◆ **Assignment**: Below are records; transcribe only the line with "box: [459, 35, 489, 108]" and those after it, through the last line, without any change.

◆ **Given records**:
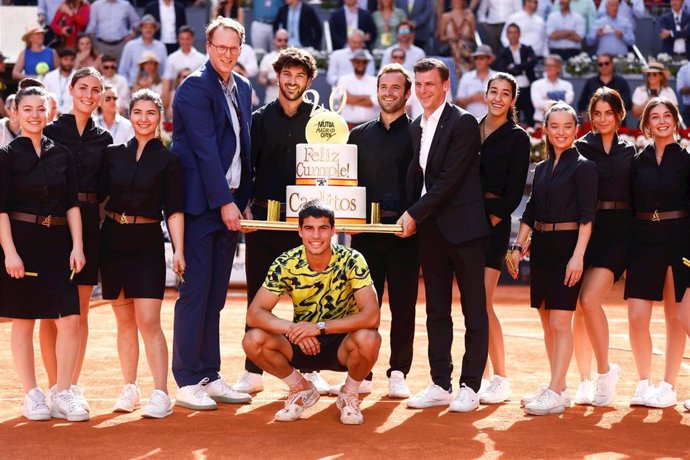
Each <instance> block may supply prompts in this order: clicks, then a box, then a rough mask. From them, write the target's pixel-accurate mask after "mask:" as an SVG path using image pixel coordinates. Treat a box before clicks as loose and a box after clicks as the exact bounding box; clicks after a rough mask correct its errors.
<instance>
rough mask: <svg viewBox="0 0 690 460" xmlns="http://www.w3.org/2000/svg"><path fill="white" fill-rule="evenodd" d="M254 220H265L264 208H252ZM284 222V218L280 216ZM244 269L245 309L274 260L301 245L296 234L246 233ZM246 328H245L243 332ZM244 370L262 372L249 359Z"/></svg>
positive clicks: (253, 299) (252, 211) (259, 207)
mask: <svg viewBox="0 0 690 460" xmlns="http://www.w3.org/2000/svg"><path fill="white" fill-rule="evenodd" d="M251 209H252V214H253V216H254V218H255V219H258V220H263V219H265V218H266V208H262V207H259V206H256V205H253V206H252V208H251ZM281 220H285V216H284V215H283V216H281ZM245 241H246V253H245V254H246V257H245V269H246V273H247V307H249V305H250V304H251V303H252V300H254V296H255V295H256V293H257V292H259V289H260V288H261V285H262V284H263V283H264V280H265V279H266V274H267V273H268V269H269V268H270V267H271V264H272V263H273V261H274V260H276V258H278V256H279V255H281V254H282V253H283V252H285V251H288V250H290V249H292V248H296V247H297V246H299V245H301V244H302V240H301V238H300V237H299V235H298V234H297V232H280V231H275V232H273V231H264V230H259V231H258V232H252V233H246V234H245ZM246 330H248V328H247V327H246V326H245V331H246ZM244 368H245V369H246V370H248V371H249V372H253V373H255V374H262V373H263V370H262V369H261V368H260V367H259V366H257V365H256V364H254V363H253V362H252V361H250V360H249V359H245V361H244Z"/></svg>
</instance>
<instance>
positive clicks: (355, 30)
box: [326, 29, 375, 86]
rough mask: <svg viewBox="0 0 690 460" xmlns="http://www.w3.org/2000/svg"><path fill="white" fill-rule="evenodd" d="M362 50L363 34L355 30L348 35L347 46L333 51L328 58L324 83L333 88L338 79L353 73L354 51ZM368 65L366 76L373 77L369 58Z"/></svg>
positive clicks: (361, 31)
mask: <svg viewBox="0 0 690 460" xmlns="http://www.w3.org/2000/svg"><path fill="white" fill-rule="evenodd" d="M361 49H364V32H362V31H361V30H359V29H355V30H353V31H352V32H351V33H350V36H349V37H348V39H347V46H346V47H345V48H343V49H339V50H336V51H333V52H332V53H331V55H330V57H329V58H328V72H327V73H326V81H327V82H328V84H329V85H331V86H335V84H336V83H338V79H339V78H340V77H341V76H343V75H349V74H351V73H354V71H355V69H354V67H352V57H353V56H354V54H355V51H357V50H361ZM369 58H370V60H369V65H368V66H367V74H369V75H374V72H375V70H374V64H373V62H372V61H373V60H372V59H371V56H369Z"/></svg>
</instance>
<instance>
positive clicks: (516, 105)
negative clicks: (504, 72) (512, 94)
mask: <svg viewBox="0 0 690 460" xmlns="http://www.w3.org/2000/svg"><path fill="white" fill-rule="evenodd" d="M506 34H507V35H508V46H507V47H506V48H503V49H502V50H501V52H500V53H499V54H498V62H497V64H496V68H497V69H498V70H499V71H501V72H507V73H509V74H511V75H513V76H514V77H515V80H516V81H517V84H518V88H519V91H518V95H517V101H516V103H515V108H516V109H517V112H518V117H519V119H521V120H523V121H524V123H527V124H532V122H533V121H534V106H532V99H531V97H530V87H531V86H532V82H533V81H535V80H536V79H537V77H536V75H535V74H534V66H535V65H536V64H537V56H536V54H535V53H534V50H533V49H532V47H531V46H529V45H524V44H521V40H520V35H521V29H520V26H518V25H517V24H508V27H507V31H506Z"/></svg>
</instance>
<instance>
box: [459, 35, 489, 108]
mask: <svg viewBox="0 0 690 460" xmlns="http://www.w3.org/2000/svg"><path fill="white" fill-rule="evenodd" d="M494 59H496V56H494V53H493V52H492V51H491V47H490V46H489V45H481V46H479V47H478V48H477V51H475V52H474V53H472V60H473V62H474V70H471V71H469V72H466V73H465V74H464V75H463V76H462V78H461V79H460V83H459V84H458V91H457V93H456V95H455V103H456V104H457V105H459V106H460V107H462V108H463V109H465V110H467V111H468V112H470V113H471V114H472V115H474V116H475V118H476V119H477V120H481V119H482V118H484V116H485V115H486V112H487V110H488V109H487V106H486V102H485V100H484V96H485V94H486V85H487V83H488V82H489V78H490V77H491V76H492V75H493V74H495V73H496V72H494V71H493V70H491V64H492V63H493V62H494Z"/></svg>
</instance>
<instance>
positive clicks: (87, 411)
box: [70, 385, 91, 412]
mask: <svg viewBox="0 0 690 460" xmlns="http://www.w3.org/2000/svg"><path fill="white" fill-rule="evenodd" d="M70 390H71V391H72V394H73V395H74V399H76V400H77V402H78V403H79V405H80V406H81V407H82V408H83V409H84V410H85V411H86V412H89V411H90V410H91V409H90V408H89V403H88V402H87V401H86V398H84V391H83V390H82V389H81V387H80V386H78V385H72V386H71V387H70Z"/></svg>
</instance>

◆ **Exercise result**:
box: [459, 35, 489, 108]
mask: <svg viewBox="0 0 690 460" xmlns="http://www.w3.org/2000/svg"><path fill="white" fill-rule="evenodd" d="M494 59H496V56H494V53H493V52H492V51H491V47H490V46H489V45H481V46H479V47H478V48H477V51H475V52H474V53H472V60H473V62H474V70H471V71H469V72H466V73H465V74H464V75H463V76H462V78H461V79H460V83H459V84H458V91H457V93H456V95H455V103H456V104H457V105H459V106H460V107H462V108H463V109H465V110H467V111H468V112H470V113H471V114H472V115H474V116H475V118H476V119H477V120H481V119H482V118H484V116H485V115H486V112H487V110H488V109H487V106H486V102H485V100H484V96H485V94H486V85H487V83H488V82H489V78H490V77H491V76H492V75H493V74H495V73H496V72H494V71H493V70H491V64H492V63H493V62H494Z"/></svg>
</instance>
<instance>
positive clicks: (87, 411)
box: [70, 385, 91, 412]
mask: <svg viewBox="0 0 690 460" xmlns="http://www.w3.org/2000/svg"><path fill="white" fill-rule="evenodd" d="M70 390H71V391H72V394H73V395H74V399H76V400H77V402H78V403H79V405H80V406H81V407H82V408H83V409H84V410H85V411H86V412H89V411H90V410H91V409H90V408H89V403H88V402H87V401H86V398H84V391H83V390H82V389H81V387H80V386H78V385H72V386H71V387H70Z"/></svg>
</instance>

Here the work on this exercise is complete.